■ **Source excerpt**:
..........

Team Status Report
UPDATES
This week, we had a presentation! We’ve posted the slides from that, as well the poster for our demo, under media.
RISKS
We have a viable demo currently. We have some improvements that we’d like to make in terms of processing speed, but our current demo constitutes our minimum viable project.
DESIGN CHANGES
The DMA solution from last week was successful, so we have incorporated that into our project. The DMA engine transfers pixel data to the BRAM, then transfers the resulting energies back to the DRAM when the computation is complete.
Maxwell Johnson
Personal work and Progress:
I spent most of this week debugging the DMA solution. Now that the system works, we can officially say that DMA is correct and faster than the alternative. For a 3.7 second video, the energy computation time decreased from 144s to 11s. These are the newest timing data I’ve collected:
- RX Time: 10.432682 s
- Total compute time: 81.239788 s
- Total finding seams time: 65.049371 s
- Min Cut Time (full frame): 62.142221 s
- Sift Time: 61.899109 s
- Search Time: 0.241102 s
- Incr Cut Time (partial frame): 2.907150 s
- Min Cut Time (full frame): 62.142221 s
- Total time deleting seams: 5.033181 s
- Total energy map time (incl. DMA): 10.929733 s
- Total finding seams time: 65.049371 s
- TX Time: 8.325749 s
The bottleneck is finding the min cut of every frame. Because this is only used to determine the radix frame and then to make the cut on the radix frame, this is not a task that deserves to take 75% of our compute time. Today, I experimented with other techniques for choosing a radix frame. Choosing a random frame creates a video with similar, though slightly worse, quality. Once Riki completes the script to analyze video quality using a quantitative energy function, we can decide on what the proper tradeoff is between processing time and output quality.
Deliverables:
Tomorrow, we’re all planning to work on some validation and optimization. My main goal is to successfully overlap the computation done by the system on chip with the DMA. Currently, the system waits for the transfer to complete before continuing to process pixels, which is wasted opportunity for computation. Following the demo, our deliverable will be the paper.
John Zhang
Personal Work
Progress
Deliverables
Riki Khorana
Personal Work and Progress
– Worked on the presentation slides
– Worked especially on summarizing and clarifying algorithm
– Tried to recreate a lost progress video, but failed
– Worked on optimization by threading seam finding on Vivado SDK
Deliverables
– Demo this Monday – work on further optimization
– Final report coming up soon

..........

■ **Data records**:
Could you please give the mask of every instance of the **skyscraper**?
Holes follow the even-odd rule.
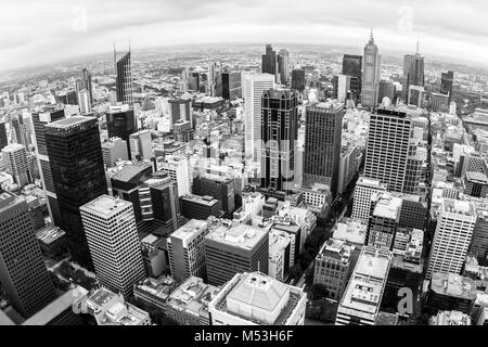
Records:
[[[341,159],[343,105],[319,103],[307,106],[305,126],[304,183],[328,184],[335,195]]]
[[[260,165],[262,92],[273,88],[274,75],[249,74],[243,76],[245,154],[252,163]]]
[[[402,193],[407,175],[411,119],[402,112],[377,110],[370,118],[364,177]]]
[[[266,53],[261,59],[261,73],[277,75],[277,52],[273,51],[271,44],[266,44]]]
[[[434,272],[461,273],[476,218],[476,211],[470,202],[450,198],[442,201],[428,257],[427,279]]]
[[[454,73],[442,73],[440,77],[440,92],[445,95],[449,95],[449,102],[452,101],[452,85],[454,82]]]
[[[145,278],[132,204],[102,195],[80,213],[97,279],[127,299]]]
[[[298,139],[298,100],[290,89],[269,89],[262,94],[261,187],[293,189],[295,146]]]
[[[361,88],[361,105],[368,108],[377,106],[377,91],[381,77],[381,55],[374,43],[373,30],[364,47],[363,76]]]
[[[12,143],[2,150],[13,180],[20,187],[24,187],[33,181],[31,172],[27,162],[27,151],[18,143]]]
[[[344,54],[343,75],[350,76],[350,91],[356,100],[361,97],[362,85],[362,55]]]
[[[54,299],[25,200],[0,194],[0,282],[12,306],[29,318]]]
[[[117,57],[114,50],[117,101],[133,107],[132,66],[129,52]],[[124,139],[126,140],[126,139]]]
[[[290,83],[290,53],[285,49],[278,52],[278,74],[280,76],[279,81],[287,86]]]
[[[107,193],[99,124],[94,117],[73,116],[44,126],[46,145],[61,220],[73,258],[91,268],[79,208]]]
[[[127,142],[127,153],[130,155],[130,134],[138,129],[137,119],[133,110],[127,105],[111,107],[106,113],[106,128],[108,138],[120,138]]]

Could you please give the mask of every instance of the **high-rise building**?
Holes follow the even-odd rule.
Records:
[[[393,253],[365,246],[341,299],[336,325],[375,325]]]
[[[54,299],[25,200],[0,194],[0,282],[10,304],[28,318]]]
[[[319,250],[314,262],[313,284],[325,287],[325,297],[341,300],[346,290],[351,247],[346,241],[329,239]]]
[[[470,202],[445,198],[439,207],[426,278],[434,272],[461,273],[476,226]]]
[[[153,144],[150,130],[141,130],[129,136],[130,157],[132,159],[151,160]]]
[[[222,285],[243,271],[268,272],[269,231],[220,223],[205,236],[207,280]]]
[[[261,153],[261,105],[265,90],[273,88],[274,75],[243,75],[245,155],[256,166]]]
[[[372,197],[371,217],[368,224],[368,246],[393,249],[400,220],[401,198],[381,192]]]
[[[129,52],[123,56],[117,56],[114,50],[114,63],[116,74],[116,92],[117,101],[133,107],[133,85],[132,85],[132,66]],[[124,138],[123,138],[124,139]],[[124,139],[127,140],[127,139]]]
[[[362,87],[362,55],[344,54],[343,75],[350,76],[350,91],[355,94],[355,100],[359,100]]]
[[[221,201],[222,209],[229,216],[235,209],[235,187],[232,178],[213,174],[198,175],[193,179],[193,193]]]
[[[449,103],[452,101],[452,85],[454,82],[454,73],[447,72],[440,75],[440,93],[449,95]]]
[[[54,193],[60,210],[56,226],[66,231],[73,258],[91,268],[79,208],[107,193],[99,124],[73,116],[44,126]]]
[[[294,185],[295,147],[298,139],[298,100],[290,89],[262,94],[261,187],[290,191]]]
[[[48,197],[48,210],[54,223],[61,223],[60,208],[52,180],[51,165],[49,164],[48,147],[46,145],[44,125],[64,118],[64,108],[59,106],[48,107],[43,112],[33,113],[34,139],[36,144],[36,157],[39,174]]]
[[[110,138],[102,143],[103,164],[105,167],[114,167],[117,160],[128,160],[127,143],[120,138]]]
[[[211,325],[304,325],[307,294],[262,272],[236,273],[208,304]]]
[[[133,110],[129,108],[127,104],[123,106],[112,106],[105,116],[108,138],[120,138],[126,141],[129,159],[131,159],[130,134],[138,130]]]
[[[361,105],[368,108],[376,108],[377,90],[381,77],[381,55],[374,43],[373,31],[364,47],[363,75],[361,88]]]
[[[328,184],[337,192],[344,106],[319,103],[307,106],[304,184]]]
[[[278,69],[277,73],[280,76],[279,82],[285,86],[290,83],[290,53],[287,50],[282,49],[278,52]]]
[[[80,211],[97,279],[127,299],[145,278],[132,204],[102,195]]]
[[[277,70],[277,52],[273,51],[271,44],[266,44],[266,53],[261,59],[261,73],[275,76]]]
[[[206,278],[204,237],[208,224],[204,220],[191,219],[168,237],[168,254],[171,277],[181,282],[189,277]]]
[[[2,154],[15,183],[24,187],[33,182],[27,160],[27,151],[24,145],[18,143],[9,144],[3,147]]]
[[[380,180],[393,192],[403,192],[411,119],[402,112],[378,110],[370,118],[364,177]]]
[[[304,91],[305,89],[305,69],[295,68],[292,70],[292,89]]]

..........

■ **Exercise**:
Answer these questions using the team status report:
(a) For a 3.7 second video, how much did the energy computation time decrease?
(b) Where does the DMA engine transfer pixel data?
(c) According to Riki Khorana's section, what was tried but failed?

■ **Task response**:
(a) From 144s to 11s.
(b) To the BRAM.
(c) Recreating a lost progress video.